#### Instruções:
1. No trecho sobre a crise de 2008-2009, para onde a Alemanha exporta sobretudo?
2. As afirmações a seguir concordam com o trecho sobre a crise de 2008-2009? Responda sim ou não a cada uma e cite literalmente as palavras do trecho que decidem a resposta. (a) A Grécia é apontada como exceção à fraca resposta operária na Europa. (b) Paulo Bernardo é apresentado como ministro da Fazenda. (c) Em 2012 haveria mais rigor por causa das eleições municipais.
3. Prossiga o trecho sobre a crise de 2008-2009 a partir da última frase apresentada.

#### Trecho selecionado:
▬▬▬▬▬▬

Qual a sua avaliação da conjuntura mundial e nacional, quanto à crise de 2008-2009? A economia estabilizou-se realmente, apesar dos países europeus mais fragilizados, como a Irlanda?
A população européia paga o custo do mega-financiamento do capital bancário e financeiro detonador da crise. Irlanda, Grécia, Espanha, Portugal, Inglaterra, Itália sofrem o peso de radicalização estratégica do confisco de conquistas e direitos já acelerado quando da contra-revolução neoliberal. À exceção da Grécia, a resposta operária tem sido fraca, devido à fragilidade do mundo do trabalho e à falta de política alternativa a essa neobarbarização social geral.
As políticas de austeridade − enormes cortes de salários, de investimentos, gastos sociais − minam a frágil retomada da produção no Velho Mundo. Realidade que golpeará também a Alemanha, que exporta sobretudo para a União Européia. É real o perigo de uma segunda onda recessiva, com os governos nacionais agora incapazes de financiar novas medidas anticíclicas.
Com a fragilidade econômica USA, a retomada da crise na Europa teria fortes reflexos na China, com conseqüências para a economia brasileira, dependente da exportação de commodities para o mercado oriental. Em tal cenário, os trabalhadores brasileiros perderiam, em um piscar de olhos, as migalhas obtidas no passado período de bonança.
Paulo Bernardo, ministro do Planejamento, justifica com o alegado déficit da Previdência o não aumento dos benefícios acima do mínimo. Propõe também política fiscal com despesas correntes primárias − previdência, salários do funcionalismo, assistência social etc. − crescendo menos que o PIB. Devemos esperar duras restrições aos gastos sociais?
Também no Brasil quem paga as liberalidades governamentais com o grande capital são os trabalhadores e a população. Também aqui já se iniciou a retirada das medidas anticíclicas: aumento da taxa de juro; acréscimo do depósito bancário compulsório; maior exigência para empréstimos de longo prazo; reajuste draconiano do salário mínimo etc. Certamente 2011 será ano de rigor, ainda mais que se espera que a provável expansão econômica minimize as conseqüências do aperto geral. Em 2012, haveria maior liberalidade, devido às eleições municipais.
A bancada do PT, PMDB e partidos governistas cresceu e a do PSDB e DEM encolheu. A maioria governamental facilitará um desmonte de direitos sociais ou há uma remota chance de que avancem iniciativas progressistas − reforma agrária, direitos sociais e democráticos?

▬▬▬▬▬▬

Registros de um conjunto de dados:
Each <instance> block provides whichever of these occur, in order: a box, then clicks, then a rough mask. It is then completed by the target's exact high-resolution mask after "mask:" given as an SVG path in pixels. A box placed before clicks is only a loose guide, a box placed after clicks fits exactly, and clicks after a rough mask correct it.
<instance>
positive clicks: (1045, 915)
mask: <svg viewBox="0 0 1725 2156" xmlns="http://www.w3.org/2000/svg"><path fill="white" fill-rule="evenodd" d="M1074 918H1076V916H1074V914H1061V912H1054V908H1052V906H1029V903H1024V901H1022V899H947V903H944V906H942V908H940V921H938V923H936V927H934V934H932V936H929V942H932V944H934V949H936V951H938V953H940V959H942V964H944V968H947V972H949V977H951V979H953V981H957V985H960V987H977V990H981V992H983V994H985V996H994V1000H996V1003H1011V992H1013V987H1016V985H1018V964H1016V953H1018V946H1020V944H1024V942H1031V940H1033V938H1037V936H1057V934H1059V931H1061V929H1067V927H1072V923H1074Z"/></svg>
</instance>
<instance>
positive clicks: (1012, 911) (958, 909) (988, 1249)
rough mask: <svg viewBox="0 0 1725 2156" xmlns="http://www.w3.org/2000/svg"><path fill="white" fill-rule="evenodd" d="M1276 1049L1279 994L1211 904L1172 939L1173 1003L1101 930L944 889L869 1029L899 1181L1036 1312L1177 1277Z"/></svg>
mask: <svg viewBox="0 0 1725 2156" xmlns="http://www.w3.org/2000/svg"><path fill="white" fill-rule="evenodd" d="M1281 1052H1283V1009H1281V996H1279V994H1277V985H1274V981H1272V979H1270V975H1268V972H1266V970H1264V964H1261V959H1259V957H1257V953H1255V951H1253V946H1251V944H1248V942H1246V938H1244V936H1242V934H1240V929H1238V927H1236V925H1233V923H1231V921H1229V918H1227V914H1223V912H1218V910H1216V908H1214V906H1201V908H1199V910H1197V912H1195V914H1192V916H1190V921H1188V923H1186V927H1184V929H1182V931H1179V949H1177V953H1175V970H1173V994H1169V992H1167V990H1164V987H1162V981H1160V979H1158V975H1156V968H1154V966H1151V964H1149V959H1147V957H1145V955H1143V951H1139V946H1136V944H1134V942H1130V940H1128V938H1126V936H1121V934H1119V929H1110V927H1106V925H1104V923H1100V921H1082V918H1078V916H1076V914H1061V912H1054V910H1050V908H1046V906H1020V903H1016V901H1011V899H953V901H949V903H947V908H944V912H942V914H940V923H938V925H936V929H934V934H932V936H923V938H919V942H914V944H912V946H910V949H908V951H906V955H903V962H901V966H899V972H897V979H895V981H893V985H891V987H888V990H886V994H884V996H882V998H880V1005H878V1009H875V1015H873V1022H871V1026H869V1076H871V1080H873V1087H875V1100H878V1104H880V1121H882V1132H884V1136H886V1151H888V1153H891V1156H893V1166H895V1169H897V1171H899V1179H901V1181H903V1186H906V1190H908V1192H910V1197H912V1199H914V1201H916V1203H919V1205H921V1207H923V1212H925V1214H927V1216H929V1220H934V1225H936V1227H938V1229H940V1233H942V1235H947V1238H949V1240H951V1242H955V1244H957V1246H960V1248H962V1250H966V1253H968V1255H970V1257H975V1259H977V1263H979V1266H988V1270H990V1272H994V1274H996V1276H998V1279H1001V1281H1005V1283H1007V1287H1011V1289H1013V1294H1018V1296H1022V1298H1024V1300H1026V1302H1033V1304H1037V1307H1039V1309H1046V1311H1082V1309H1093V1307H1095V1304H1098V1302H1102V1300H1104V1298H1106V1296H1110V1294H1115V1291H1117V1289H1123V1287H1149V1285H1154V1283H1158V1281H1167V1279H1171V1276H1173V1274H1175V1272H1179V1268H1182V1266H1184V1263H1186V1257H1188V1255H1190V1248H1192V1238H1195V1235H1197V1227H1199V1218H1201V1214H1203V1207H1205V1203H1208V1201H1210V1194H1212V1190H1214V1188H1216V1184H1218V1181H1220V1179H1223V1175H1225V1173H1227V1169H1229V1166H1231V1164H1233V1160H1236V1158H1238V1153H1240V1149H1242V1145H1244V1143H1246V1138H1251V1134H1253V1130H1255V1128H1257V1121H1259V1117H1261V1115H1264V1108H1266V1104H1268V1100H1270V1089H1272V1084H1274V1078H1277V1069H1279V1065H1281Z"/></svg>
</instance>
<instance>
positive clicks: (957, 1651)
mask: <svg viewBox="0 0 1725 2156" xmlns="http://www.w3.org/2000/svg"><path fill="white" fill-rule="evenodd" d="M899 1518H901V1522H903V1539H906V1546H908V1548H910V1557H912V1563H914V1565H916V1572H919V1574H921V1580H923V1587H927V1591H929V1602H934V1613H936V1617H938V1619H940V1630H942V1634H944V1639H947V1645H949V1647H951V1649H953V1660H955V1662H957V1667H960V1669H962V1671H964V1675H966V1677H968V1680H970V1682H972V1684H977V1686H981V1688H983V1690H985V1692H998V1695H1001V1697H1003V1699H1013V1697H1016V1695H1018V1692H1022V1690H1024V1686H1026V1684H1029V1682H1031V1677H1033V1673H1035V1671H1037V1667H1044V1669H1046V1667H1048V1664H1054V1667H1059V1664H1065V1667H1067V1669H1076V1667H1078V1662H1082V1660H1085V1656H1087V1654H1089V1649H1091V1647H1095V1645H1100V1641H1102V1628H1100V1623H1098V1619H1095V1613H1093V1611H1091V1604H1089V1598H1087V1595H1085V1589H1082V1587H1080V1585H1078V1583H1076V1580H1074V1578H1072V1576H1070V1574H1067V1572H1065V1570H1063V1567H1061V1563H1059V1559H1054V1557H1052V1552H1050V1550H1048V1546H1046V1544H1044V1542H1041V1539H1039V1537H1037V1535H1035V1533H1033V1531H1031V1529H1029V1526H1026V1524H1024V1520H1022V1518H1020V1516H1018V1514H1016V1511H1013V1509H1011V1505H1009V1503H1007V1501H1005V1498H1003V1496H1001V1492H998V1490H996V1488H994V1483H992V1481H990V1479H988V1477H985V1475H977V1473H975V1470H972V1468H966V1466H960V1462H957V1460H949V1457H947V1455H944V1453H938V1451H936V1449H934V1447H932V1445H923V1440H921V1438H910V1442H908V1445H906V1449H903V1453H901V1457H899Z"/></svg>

▬▬▬▬▬▬

#### Respostas por tarefa:
1. Para a União Européia.

2.
(a) Sim: "À exceção da Grécia, a resposta operária tem sido fraca".
(b) Não: "Paulo Bernardo, ministro do Planejamento".
(c) Não: "Em 2012, haveria maior liberalidade, devido às eleições municipais."

3.
A senhora Dilma Rousseff ajoelhou-lhe e pediu perdão pela passada defesa do direito de interrupção da gravidez indesejada, dos direitos dos homossexuais, do direito ao laicismo. Seu governo já está se movendo para trazer o abjeto Joseph Ratzinger ao Brasil, em 2012, a fim de consolidar a vergonhosa aliança explícita com os setores religiosos integralistas e não integralistas. Será uma mulher e ex-combatente que manterá no garrote da arbitrariedade esse direito democrático da mulher e a reivindicação da punição dos criminosos da ditadura!
Como nos últimos anos, será o PT − abraçado ao PMDB − que governará em nome do grande capital, com a certeza do apoio do PSDB e DEM, quando a pauta anti-social exigir. Talvez a única grande diferença entre o ex-presidente e a atual é que a senhora Dilma Rousseff não tem base social histórica para preservar.
Como o Brasil enfrentaria nova crise econômica, como a de 2008? Ela seria mais difícil de ser contornada sem Lula, já que Dilma Rousseff não tem a mesma experiência e prestígio político?
Não creio que o senhor Lula da Silva tenha contribuído pessoalmente para contornar a crise. A economia do Brasil foi golpeada relativamente menos devido a razões estruturais e conjunturais, nem sempre positivas. Não tínhamos créditos imobiliários podres, pois a população não tem condições para financiar a moradia; não havia exposição das finanças familiares, devido à baixa renda popular; possuíamos fortes bancos estatais. Sobretudo, a valorização do real, devido aos juros altos, recuara as exportações industriais e crescera as de commodities, direcionadas fortemente para a China, que manteve seu dinamismo.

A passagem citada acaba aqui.